Extracted records
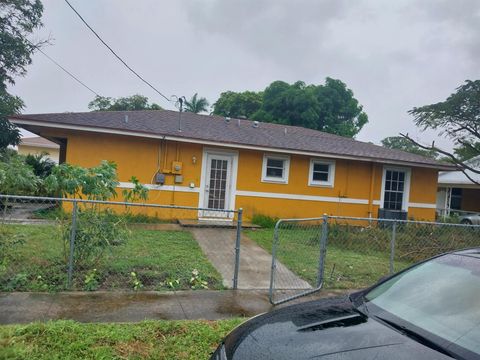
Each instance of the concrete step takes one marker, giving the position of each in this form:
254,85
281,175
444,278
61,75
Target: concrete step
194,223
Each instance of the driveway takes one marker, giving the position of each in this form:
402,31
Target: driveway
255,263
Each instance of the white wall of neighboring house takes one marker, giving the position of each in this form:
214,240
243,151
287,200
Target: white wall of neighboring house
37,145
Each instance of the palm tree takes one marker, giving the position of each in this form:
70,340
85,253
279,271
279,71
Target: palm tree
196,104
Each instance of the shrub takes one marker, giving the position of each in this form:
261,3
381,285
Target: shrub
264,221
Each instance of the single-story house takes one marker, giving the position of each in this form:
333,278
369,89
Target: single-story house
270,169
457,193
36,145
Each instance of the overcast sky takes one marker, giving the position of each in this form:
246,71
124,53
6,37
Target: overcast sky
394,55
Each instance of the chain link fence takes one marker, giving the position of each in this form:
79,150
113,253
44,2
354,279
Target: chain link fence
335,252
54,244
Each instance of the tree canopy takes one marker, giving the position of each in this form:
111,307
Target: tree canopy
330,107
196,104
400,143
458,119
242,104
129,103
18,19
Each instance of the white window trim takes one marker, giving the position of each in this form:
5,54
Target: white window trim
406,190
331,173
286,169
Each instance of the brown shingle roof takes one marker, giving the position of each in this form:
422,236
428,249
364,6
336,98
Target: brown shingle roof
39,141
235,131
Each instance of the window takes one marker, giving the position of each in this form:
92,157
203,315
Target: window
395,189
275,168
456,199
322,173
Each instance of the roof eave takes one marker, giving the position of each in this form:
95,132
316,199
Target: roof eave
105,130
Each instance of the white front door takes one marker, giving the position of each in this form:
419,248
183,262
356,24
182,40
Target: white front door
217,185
---
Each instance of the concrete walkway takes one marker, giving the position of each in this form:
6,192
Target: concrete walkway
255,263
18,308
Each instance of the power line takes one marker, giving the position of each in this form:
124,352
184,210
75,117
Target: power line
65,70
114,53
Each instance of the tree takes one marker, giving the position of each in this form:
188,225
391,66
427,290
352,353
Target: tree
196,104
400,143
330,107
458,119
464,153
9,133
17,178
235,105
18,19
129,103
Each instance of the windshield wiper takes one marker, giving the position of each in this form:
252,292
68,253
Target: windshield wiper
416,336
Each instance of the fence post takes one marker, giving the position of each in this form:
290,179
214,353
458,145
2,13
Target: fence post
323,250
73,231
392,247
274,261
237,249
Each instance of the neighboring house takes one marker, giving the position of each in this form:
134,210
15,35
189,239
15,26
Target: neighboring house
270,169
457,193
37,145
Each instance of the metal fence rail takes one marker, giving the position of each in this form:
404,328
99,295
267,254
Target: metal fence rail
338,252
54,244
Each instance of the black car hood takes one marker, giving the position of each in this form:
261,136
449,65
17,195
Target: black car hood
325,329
---
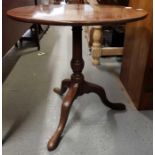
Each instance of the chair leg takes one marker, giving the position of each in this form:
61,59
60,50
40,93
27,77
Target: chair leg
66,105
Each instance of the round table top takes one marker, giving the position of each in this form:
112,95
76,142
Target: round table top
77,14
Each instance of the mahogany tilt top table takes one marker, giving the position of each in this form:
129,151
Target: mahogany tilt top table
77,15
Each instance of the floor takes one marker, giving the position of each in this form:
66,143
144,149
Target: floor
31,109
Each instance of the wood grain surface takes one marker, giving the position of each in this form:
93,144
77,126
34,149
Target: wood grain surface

WHAT IS BEING ASKED
Your task is to copy each line of the entries that includes the word "surface".

RESPONSE
Each instance of the wood grain surface takes one marker, giving the position of each in this form:
Target: wood grain surface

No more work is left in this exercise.